* **Material supplied**:
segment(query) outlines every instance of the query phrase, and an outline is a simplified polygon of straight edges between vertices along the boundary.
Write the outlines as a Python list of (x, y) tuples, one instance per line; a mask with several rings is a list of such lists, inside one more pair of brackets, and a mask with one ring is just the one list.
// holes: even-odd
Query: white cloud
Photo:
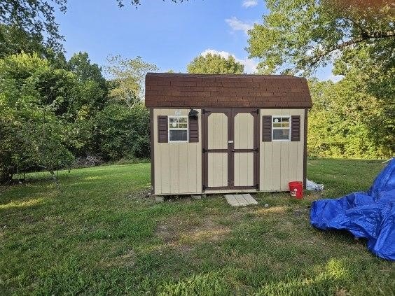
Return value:
[(240, 64), (244, 65), (244, 72), (246, 72), (248, 74), (252, 74), (256, 71), (256, 66), (258, 66), (258, 62), (256, 62), (254, 59), (249, 59), (248, 57), (244, 57), (244, 59), (239, 59), (238, 57), (236, 57), (235, 55), (232, 55), (231, 53), (228, 52), (227, 51), (223, 51), (223, 50), (219, 51), (211, 48), (207, 49), (206, 50), (202, 52), (200, 55), (205, 57), (209, 53), (211, 53), (212, 55), (219, 55), (222, 57), (224, 57), (226, 59), (228, 59), (229, 57), (233, 57), (236, 60), (236, 62), (238, 62)]
[(242, 6), (245, 8), (254, 7), (258, 5), (258, 0), (244, 0)]
[(254, 27), (254, 24), (244, 22), (236, 17), (227, 18), (225, 21), (233, 31), (243, 31), (246, 34), (248, 30)]

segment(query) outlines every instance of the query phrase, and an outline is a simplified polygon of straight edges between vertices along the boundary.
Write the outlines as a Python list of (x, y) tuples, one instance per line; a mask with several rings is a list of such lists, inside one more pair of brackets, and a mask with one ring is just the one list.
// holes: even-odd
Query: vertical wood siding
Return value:
[[(153, 109), (153, 118), (175, 115), (175, 111), (187, 116), (189, 109)], [(198, 126), (201, 134), (201, 110)], [(202, 192), (202, 141), (158, 143), (158, 120), (153, 120), (154, 194), (188, 194)]]
[[(298, 115), (300, 122), (305, 120), (304, 109), (261, 109), (261, 125), (263, 117), (269, 115)], [(291, 122), (292, 125), (292, 122)], [(300, 125), (299, 141), (263, 141), (261, 133), (260, 182), (261, 191), (288, 190), (288, 183), (303, 181), (304, 126)]]

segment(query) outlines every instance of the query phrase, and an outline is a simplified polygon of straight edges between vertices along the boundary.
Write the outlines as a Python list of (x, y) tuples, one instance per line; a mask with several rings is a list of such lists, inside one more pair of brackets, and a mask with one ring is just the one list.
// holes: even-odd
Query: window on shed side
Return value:
[(169, 142), (188, 142), (187, 116), (169, 116)]
[(272, 117), (272, 141), (291, 141), (291, 116)]

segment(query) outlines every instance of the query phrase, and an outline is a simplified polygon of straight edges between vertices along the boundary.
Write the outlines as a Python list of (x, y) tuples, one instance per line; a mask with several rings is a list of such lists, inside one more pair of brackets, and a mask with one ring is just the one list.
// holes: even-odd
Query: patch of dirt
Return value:
[(155, 234), (168, 246), (190, 251), (193, 246), (202, 241), (220, 241), (230, 232), (230, 228), (211, 218), (185, 220), (173, 218), (159, 224)]

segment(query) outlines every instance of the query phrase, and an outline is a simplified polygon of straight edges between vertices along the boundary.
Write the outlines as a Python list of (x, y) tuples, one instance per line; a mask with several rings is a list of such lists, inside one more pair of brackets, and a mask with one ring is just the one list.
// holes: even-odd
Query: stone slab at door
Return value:
[(258, 112), (202, 111), (203, 190), (258, 188)]

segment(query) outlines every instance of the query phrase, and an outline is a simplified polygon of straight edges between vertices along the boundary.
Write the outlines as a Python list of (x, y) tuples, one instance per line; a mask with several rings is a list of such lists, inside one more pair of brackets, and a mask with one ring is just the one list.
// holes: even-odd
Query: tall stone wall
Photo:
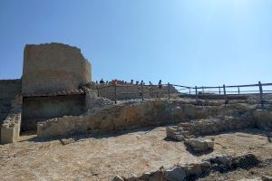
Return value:
[(80, 49), (55, 43), (25, 45), (24, 94), (70, 90), (91, 80), (91, 64)]

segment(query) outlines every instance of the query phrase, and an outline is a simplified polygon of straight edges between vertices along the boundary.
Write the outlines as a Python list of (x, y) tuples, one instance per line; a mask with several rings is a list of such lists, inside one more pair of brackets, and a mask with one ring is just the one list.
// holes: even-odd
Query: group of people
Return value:
[[(98, 84), (98, 81), (96, 81), (96, 83)], [(127, 81), (118, 81), (118, 80), (112, 80), (112, 81), (104, 81), (103, 79), (101, 79), (101, 81), (99, 81), (100, 84), (109, 84), (109, 83), (112, 83), (112, 84), (131, 84), (131, 85), (134, 85), (134, 80), (131, 80), (131, 82), (128, 83)], [(152, 82), (151, 81), (149, 81), (150, 83), (150, 86), (152, 86)], [(143, 81), (141, 81), (141, 82), (140, 81), (136, 81), (135, 82), (135, 85), (145, 85), (145, 82)], [(158, 83), (158, 87), (160, 89), (162, 88), (162, 84), (161, 84), (161, 80), (159, 81), (159, 83)]]

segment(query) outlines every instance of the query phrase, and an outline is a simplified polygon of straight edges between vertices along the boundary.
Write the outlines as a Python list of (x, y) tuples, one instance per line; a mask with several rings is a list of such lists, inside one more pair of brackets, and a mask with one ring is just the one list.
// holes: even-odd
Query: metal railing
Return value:
[[(223, 97), (225, 102), (228, 103), (228, 99), (229, 96), (242, 96), (242, 95), (255, 95), (258, 97), (260, 103), (264, 100), (265, 94), (272, 94), (272, 83), (261, 83), (258, 81), (257, 84), (248, 84), (248, 85), (225, 85), (222, 86), (182, 86), (176, 84), (160, 84), (160, 85), (144, 85), (140, 84), (98, 84), (96, 86), (98, 96), (101, 96), (101, 91), (102, 89), (112, 87), (113, 89), (113, 98), (112, 100), (117, 103), (118, 97), (120, 95), (134, 95), (135, 98), (144, 100), (145, 94), (152, 94), (152, 98), (168, 98), (170, 100), (172, 94), (188, 95), (196, 99), (199, 101), (199, 97), (203, 95), (218, 95)], [(121, 87), (136, 87), (138, 91), (120, 91)], [(250, 89), (251, 90), (250, 90)], [(255, 88), (255, 89), (252, 89)], [(267, 90), (270, 88), (271, 90)], [(133, 97), (133, 96), (131, 96)], [(134, 98), (134, 99), (135, 99)]]

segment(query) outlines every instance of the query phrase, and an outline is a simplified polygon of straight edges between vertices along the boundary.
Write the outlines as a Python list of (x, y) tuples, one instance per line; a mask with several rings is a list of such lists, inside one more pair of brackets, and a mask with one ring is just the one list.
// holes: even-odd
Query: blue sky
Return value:
[(0, 79), (52, 42), (81, 48), (94, 81), (272, 82), (271, 0), (0, 1)]

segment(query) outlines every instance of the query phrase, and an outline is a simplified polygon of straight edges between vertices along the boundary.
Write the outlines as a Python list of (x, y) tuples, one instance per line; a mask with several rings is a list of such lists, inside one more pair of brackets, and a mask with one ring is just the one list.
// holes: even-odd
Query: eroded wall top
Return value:
[(25, 45), (23, 94), (78, 89), (91, 81), (91, 63), (76, 47), (55, 43)]

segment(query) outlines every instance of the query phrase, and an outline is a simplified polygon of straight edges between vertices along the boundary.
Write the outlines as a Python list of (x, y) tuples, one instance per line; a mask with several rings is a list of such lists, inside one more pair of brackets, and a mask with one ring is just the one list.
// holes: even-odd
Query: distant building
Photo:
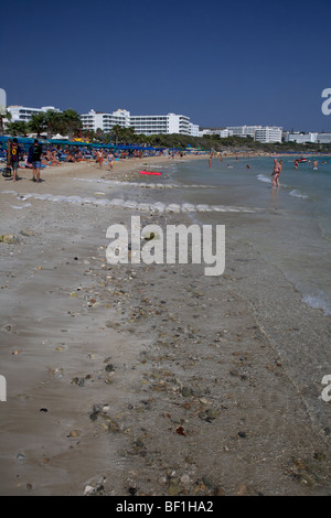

* **Directive**:
Render the records from the start through the line containing "181), (304, 126)]]" as a two-column CSV with the columns input and output. Give one row per record, with its text under input and its answer under output, each in a single quoted field with line breaks turned into spaces, and leave the pictures out.

* **Problem solution**:
input,output
"segment(query) outlines every instance of the query phrase, and an outline is a simplified polygon of straight edges between vertices along the boundary. Write the outlines as a Python list of (x, y) tuples, one instance per line; a mask with several rings is a list of such lists, inside one more pair of brackets, and a mask with one ring is just the one list. // holes: even-odd Query: white cloud Photo: Return value:","[(240, 64), (244, 65), (244, 72), (246, 72), (248, 74), (252, 74), (256, 71), (256, 66), (258, 66), (258, 62), (256, 62), (254, 59), (249, 59), (248, 57), (244, 57), (244, 59), (239, 59), (238, 57), (236, 57), (235, 55), (232, 55), (231, 53), (228, 52), (227, 51), (223, 51), (223, 50), (219, 51), (211, 48), (207, 49), (206, 50), (202, 52), (200, 55), (205, 57), (209, 53), (211, 53), (212, 55), (219, 55), (222, 57), (224, 57), (226, 59), (228, 59), (229, 57), (233, 57), (236, 60), (236, 62), (238, 62)] [(242, 6), (245, 8), (254, 7), (258, 5), (258, 0), (244, 0)] [(254, 27), (254, 24), (244, 22), (236, 17), (227, 18), (225, 21), (233, 31), (243, 31), (246, 34), (248, 30)]"
"segment(query) outlines every instance of the query phrase, and an outline is a simplified polygon of straight edges between vertices along the boundary. Write the outlines as a Python list of (x, y) tuples, one instance per line; a mask with several rings is a list of such lists, inside one more pair of brackets, and a mask with one ring is just the one list. // holes: even-odd Query: vertical wood siding Return value:","[[(153, 109), (153, 118), (175, 115), (175, 111), (187, 116), (189, 109)], [(198, 126), (201, 134), (201, 110)], [(202, 192), (202, 141), (158, 143), (158, 120), (153, 120), (154, 194), (188, 194)]] [[(298, 115), (300, 122), (305, 120), (304, 109), (261, 109), (261, 125), (263, 117), (269, 115)], [(291, 122), (292, 125), (292, 122)], [(300, 125), (299, 141), (263, 141), (261, 133), (260, 182), (261, 191), (288, 190), (288, 183), (303, 181), (304, 126)]]"